Trump Announces Travel Restrictions As Coronavirus Deemed A Pandemic

By Bobby Allyn

President Trump is set to deliver a national address from the Oval Office at 9 p.m. ET on Wednesday, following the World Health Organization declaring the outbreak a pandemic and with Washington lawmakers scrambling to propose ways to contain the economic fallout of the fast-spreading virus.

Globally, the number of cases has exceeded 125,000, with more than 1,000 of those reported in the U.S.

Investors yet again have taken notice.

Stocks took a nosedive on Wednesday, with the Dow Jones Industrial Average slumping 5.9%. The slide moved the market decline from a correction to a bear market, which traders usually define as a drop of 20% or more from a recent high point. It marks the first time since the 2008 financial crisis that the Dow dipped into bear market territory.

Outside of Wall Street, as the coronavirus increasingly disrupts daily American life — from school cancellations, companies pushing employees to work from home and cities banning large public gatherings — the Trump administration and Congress are rushing to unveil counter measures.

Trump said earlier this week that the stimulus plan could include payroll tax relief for hourly wage workers to shore up the economy. That proposal is facing stiff resistance from congressional Democrats, who argue a a payroll tax break would help the wealthiest Americans the most.

Instead, Democrats are pushing paid sick leave, expanded unemployment assistance and food assistance.

At a meeting on Wednesday with bankers about how the outbreak was impacting the financial sector, Trump, who was repeatedly downplayed the severity of coronavirus, suggested that the U.S. was blinded by how rapidly the virus was spreading.

"We're having to fix a problem that four weeks ago nobody thought would be a problem," Trump said.

Whatever shape the economic response take, the nation's top infectious disease experts are cautioning that the the number of cases and fatalities linked to coronavirus in the U.S. are expected to keep rising.

Dr. Anthony Fauci, director of the National Institute of Allergy and Infectious Diseases, said federal officials are working to stay ahead of the virus, but efforts have been complicated by the number of infected people entering the country after visiting other parts of the world.

"I can say we will see more cases, and things will get worse than they are right now," Fauci told the House Oversight and Reform Committee on Wednesday.

While more than 80% of confirmed coronavirus cases are mild, and the risk remains low for those who are young and healthy, Fauci emphasized just how dangerous coronavirus can be for the elderly and those with underlying medical conditions.

The seasonal flu, Fauci said, has a mortality rate of about 0.1%, compared to the coronavirus fatality rate, which is around 1% when all available data is analyzed.

In other words, Fauci said: "It is 10 times more lethal than the seasonal flu."

» **Point-per-instance localization data**

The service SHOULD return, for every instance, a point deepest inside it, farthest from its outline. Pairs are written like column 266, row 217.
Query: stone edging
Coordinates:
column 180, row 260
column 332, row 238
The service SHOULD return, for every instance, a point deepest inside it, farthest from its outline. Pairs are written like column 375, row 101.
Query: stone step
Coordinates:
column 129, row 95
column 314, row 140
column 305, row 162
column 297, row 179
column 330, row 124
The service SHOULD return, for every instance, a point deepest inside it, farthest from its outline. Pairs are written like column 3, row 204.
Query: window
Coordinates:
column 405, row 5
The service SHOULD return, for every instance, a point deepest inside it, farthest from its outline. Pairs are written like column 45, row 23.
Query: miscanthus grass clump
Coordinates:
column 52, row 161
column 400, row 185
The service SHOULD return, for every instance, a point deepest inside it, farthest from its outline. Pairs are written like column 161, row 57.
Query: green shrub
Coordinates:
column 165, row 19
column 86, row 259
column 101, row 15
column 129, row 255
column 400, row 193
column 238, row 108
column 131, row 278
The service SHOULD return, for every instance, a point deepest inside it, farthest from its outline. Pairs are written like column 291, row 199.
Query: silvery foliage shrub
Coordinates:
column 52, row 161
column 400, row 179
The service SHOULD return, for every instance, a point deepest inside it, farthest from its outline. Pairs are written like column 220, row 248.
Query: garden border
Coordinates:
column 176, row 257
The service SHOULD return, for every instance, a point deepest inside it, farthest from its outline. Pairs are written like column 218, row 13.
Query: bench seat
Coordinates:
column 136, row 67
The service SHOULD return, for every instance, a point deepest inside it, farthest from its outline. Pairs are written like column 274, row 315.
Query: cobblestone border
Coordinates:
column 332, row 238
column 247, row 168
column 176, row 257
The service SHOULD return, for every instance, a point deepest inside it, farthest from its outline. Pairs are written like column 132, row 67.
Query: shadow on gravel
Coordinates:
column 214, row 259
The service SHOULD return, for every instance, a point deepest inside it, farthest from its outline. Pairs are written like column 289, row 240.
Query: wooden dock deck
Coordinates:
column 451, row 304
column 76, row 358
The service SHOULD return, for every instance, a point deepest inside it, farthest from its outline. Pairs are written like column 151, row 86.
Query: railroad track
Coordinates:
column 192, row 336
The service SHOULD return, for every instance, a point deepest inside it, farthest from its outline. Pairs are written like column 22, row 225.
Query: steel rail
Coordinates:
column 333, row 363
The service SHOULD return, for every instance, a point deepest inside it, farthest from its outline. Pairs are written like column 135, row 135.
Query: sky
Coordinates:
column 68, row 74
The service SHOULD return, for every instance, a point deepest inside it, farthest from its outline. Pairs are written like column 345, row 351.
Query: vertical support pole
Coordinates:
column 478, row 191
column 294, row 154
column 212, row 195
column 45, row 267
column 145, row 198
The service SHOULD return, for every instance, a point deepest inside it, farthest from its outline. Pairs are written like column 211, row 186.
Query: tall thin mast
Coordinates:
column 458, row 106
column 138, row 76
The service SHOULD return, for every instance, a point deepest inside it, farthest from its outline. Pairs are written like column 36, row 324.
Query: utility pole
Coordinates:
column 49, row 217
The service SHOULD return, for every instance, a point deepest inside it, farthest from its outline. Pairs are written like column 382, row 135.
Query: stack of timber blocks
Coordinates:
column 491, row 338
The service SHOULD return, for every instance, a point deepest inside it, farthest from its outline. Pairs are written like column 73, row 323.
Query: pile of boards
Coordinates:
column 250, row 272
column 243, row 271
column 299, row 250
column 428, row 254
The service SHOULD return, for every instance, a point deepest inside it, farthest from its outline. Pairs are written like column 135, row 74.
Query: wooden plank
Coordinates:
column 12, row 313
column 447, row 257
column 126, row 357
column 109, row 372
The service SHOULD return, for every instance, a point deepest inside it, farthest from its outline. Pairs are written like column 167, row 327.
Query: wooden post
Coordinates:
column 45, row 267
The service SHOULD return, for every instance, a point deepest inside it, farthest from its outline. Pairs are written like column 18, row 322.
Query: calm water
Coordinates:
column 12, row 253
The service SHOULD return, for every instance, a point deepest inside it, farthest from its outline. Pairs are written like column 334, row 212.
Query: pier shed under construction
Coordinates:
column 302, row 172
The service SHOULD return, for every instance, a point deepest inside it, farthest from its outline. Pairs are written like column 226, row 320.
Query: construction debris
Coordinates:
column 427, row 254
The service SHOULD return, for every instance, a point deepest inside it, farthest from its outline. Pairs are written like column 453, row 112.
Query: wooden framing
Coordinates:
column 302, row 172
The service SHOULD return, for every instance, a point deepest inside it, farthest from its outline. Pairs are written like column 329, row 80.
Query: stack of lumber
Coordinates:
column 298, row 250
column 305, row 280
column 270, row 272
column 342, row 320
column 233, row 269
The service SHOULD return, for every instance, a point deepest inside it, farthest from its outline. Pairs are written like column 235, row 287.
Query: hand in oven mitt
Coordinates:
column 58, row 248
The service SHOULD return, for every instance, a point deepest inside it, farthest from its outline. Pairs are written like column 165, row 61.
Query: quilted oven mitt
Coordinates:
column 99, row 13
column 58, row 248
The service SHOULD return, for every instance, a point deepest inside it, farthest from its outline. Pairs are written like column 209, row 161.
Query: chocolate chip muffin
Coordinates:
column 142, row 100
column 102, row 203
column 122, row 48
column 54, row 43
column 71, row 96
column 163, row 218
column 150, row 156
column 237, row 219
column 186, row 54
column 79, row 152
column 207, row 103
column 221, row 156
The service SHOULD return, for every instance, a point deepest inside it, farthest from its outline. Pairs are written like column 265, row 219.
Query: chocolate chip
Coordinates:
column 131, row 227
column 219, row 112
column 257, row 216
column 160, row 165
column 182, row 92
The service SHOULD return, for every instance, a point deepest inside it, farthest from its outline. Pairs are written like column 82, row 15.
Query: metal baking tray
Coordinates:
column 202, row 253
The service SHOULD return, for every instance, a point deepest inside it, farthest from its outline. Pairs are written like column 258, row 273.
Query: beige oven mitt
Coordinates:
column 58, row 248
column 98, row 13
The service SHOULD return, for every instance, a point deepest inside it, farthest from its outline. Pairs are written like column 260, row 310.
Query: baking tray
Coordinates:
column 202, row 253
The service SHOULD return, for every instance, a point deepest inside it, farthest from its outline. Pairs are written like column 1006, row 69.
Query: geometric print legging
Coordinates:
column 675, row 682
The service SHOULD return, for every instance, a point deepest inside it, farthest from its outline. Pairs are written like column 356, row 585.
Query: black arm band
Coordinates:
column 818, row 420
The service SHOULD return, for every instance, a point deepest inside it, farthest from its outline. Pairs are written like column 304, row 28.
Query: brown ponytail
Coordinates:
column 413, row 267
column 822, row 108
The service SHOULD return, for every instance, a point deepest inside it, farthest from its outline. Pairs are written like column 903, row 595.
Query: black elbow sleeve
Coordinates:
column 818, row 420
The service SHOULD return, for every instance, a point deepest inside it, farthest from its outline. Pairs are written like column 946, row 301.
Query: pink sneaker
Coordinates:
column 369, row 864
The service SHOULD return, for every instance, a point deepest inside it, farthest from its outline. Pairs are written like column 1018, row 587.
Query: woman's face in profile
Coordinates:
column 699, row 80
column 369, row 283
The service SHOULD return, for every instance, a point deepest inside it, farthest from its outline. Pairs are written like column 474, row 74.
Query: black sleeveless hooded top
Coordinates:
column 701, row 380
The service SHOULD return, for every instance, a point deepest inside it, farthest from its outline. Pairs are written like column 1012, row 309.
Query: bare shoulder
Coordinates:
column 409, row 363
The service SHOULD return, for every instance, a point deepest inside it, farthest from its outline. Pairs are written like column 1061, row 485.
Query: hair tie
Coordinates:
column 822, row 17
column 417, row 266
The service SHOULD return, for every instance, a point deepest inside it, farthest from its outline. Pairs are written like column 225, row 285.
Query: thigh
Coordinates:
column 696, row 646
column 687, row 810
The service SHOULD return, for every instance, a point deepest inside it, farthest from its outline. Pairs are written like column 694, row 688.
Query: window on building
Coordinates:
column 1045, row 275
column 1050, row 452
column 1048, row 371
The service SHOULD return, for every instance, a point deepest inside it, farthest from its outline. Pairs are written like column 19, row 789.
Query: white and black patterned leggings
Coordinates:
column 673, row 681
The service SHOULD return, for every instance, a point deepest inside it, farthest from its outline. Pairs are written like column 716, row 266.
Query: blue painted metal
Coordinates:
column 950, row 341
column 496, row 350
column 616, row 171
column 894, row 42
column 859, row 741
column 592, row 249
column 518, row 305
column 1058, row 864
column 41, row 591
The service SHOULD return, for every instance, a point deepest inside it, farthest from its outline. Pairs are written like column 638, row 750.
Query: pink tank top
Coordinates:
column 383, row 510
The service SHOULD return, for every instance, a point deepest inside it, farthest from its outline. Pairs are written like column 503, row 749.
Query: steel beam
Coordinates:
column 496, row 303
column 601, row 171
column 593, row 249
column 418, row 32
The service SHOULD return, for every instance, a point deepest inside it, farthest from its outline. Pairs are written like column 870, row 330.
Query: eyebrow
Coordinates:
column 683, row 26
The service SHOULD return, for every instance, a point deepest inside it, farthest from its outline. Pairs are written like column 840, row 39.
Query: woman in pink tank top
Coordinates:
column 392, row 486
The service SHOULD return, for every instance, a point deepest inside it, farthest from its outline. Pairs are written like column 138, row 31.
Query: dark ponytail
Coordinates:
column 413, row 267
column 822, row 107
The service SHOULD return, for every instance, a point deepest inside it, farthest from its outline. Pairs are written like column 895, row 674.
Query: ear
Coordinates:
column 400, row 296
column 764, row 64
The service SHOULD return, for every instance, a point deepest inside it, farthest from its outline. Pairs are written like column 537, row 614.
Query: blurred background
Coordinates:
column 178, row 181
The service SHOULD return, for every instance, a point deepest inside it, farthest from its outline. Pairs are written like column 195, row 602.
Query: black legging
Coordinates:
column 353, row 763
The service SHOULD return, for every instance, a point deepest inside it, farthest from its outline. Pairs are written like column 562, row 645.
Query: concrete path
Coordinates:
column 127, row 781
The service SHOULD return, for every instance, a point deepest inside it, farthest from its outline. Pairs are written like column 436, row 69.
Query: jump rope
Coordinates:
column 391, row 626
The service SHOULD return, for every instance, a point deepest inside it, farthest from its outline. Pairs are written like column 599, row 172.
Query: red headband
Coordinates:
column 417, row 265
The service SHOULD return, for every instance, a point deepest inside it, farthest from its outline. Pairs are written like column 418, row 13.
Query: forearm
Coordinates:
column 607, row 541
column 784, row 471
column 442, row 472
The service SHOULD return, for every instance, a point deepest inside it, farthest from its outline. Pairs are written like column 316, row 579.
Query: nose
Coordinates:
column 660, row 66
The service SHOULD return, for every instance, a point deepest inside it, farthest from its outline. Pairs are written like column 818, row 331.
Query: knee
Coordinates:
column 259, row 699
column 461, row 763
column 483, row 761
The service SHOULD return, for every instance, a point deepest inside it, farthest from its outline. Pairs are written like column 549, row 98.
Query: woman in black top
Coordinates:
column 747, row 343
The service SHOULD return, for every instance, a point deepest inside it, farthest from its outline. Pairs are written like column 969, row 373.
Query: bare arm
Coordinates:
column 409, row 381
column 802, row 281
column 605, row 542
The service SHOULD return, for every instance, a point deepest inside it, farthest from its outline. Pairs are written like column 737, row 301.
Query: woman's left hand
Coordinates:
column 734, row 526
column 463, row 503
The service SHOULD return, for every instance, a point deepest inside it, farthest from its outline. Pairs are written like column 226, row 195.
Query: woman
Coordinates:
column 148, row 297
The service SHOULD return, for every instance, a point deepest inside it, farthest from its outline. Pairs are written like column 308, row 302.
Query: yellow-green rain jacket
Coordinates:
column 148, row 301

» **WHAT TO WORK ON**
1) Do these statements agree with the coronavirus article? Answer yes or no for each, and quote the words that decide it.
(a) The Dow Jones Industrial Average fell 5.9% on Wednesday.
(b) Congressional Democrats back payroll tax relief for hourly wage workers.
(c) The seasonal flu has a mortality rate of about 1%.
2) Can you copy everything in the coronavirus article from "Instead, Democrats are" down to "to keep rising." without changing it?
3) According to the coronavirus article, what measures are Democrats pushing instead of the payroll tax relief?

» **COMPLETED EXERCISE**
1)
(a) Yes: "with the Dow Jones Industrial Average slumping 5.9%"
(b) No: "That proposal is facing stiff resistance from congressional Democrats"
(c) No: "The seasonal flu, Fauci said, has a mortality rate of about 0.1%"

2)
Instead, Democrats are pushing paid sick leave, expanded unemployment assistance and food assistance.

At a meeting on Wednesday with bankers about how the outbreak was impacting the financial sector, Trump, who was repeatedly downplayed the severity of coronavirus, suggested that the U.S. was blinded by how rapidly the virus was spreading.

"We're having to fix a problem that four weeks ago nobody thought would be a problem," Trump said.

Whatever shape the economic response take, the nation's top infectious disease experts are cautioning that the the number of cases and fatalities linked to coronavirus in the U.S. are expected to keep rising.

3)
- paid sick leave
- expanded unemployment assistance
- food assistance